◆ EXTRACT
## START

Act I was the Eurodollar—off-shore bank deposits that sprang up in 1950s London so the Soviet bloc, European exporters, and eventually every multinational could hold dollars outside U.S. regulation, spawning a multi-trillion-dollar shadow banking base.

Act II was the Petrodollar. After 1974, OPEC’s decision to price crude in dollars hard-wired global energy demand to U.S. currency and gave Washington an automatic bid for its Treasury bills.

John deVadoss will appear in the “IEEE x Consensus Research Symposium: What’s next in Agentic AI?” at Consensus 2025 on May 16 at 11:00am-12:30pm.

Act III is unfolding now. USD-backed Stabledollars (a.k.a. stablecoins)—on-chain tokens fully collateralized by T-bills and cash—have leapt past $230 billion in circulating supply and, on many days, settle more value than PayPal and Western Union combined. The dollar has reinvented itself again—this time as a monetary API: a permissionless, programmable unit that clears in seconds for a fraction of a cent.

Follow the incentives and the shape of the future appears. A Lagos merchant can accept USDC on her phone, skip 20% naira slippage, and restock inventory the same afternoon. A Singapore hedge fund parks cash in tokenized T-bill vaults yielding 4.9%, then routes those dollars into a swap at 8 a.m. New-York time without a correspondent bank. A Colombian gig worker converts weekend wages to digital dollars, bypasses capital controls, and withdraws pesos at a neighborhood ATM—no Friday-to-Monday lag, no 7% remit fee.

Stablecoins haven’t replaced the banking system; they have tunneled around its slowest, most expensive choke points.

Scale begets legitimacy. The GENIUS Act moving through the U.S. Senate would charter stable-coin issuers nationally and, for the first time, open a path to Fed master accounts. Treasury staff already model a $2 trillion stable-coin float by 2028—enough to rival the entire Eurodollar stock of the early 1990s.

That projection is plausible: Tether and Circle command over 90% share with reserves lodged almost entirely in short-dated U.S. debt, meaning foreigners are effectively holding digitized T-bills that settle in 30 seconds. The dollar’s network-effect is migrating from SWIFT messages to smart-contract calls, extending hegemony without printing a single new note.

Yet, the Stabledollar epoch is no risk-free triumph. Private tokens that wrap sovereign money raise hard questions. Who conducts monetary policy when a third of the offshore float lives in smart contracts? What recourse does a Venezuelan family have if an issuer black-lists its wallet? Will Europe—or the BRICS—tolerate a rails-level dependence on a U.S.-regulated asset? These are governance puzzles, but they are solvable if policymakers treat stablecoins as critical dollar infrastructure, not as speculative irritants.

The playbook is straightforward:

  1. Impose Basel-style capital and liquidity rules on issuers.
  2. Post real-time reserve attestations on-chain so collateral is transparent by default.

## END

◆ DATASET SECTION
## START

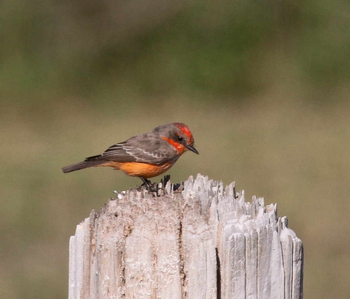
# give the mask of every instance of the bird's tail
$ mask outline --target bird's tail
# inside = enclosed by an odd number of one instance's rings
[[[76,170],[79,170],[79,169],[84,169],[84,168],[88,168],[89,167],[98,166],[99,165],[105,163],[106,161],[103,160],[97,160],[93,158],[99,156],[100,155],[98,155],[98,156],[89,157],[87,158],[85,161],[79,162],[79,163],[76,163],[75,164],[72,164],[71,165],[65,166],[61,169],[61,171],[64,174],[66,174],[67,172],[75,171]]]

## END

◆ EXERCISE TASKS
(a) From the Stabledollar article, return the passage starting with "1. Impose Basel-style" and going on through "transparent by default.", copied word for word.
(b) In the Stabledollar article, what combined market share do Tether and Circle command?

◆ ANSWERS GIVEN
(a)
1. Impose Basel-style capital and liquidity rules on issuers.
  2. Post real-time reserve attestations on-chain so collateral is transparent by default.

(b) Over 90%.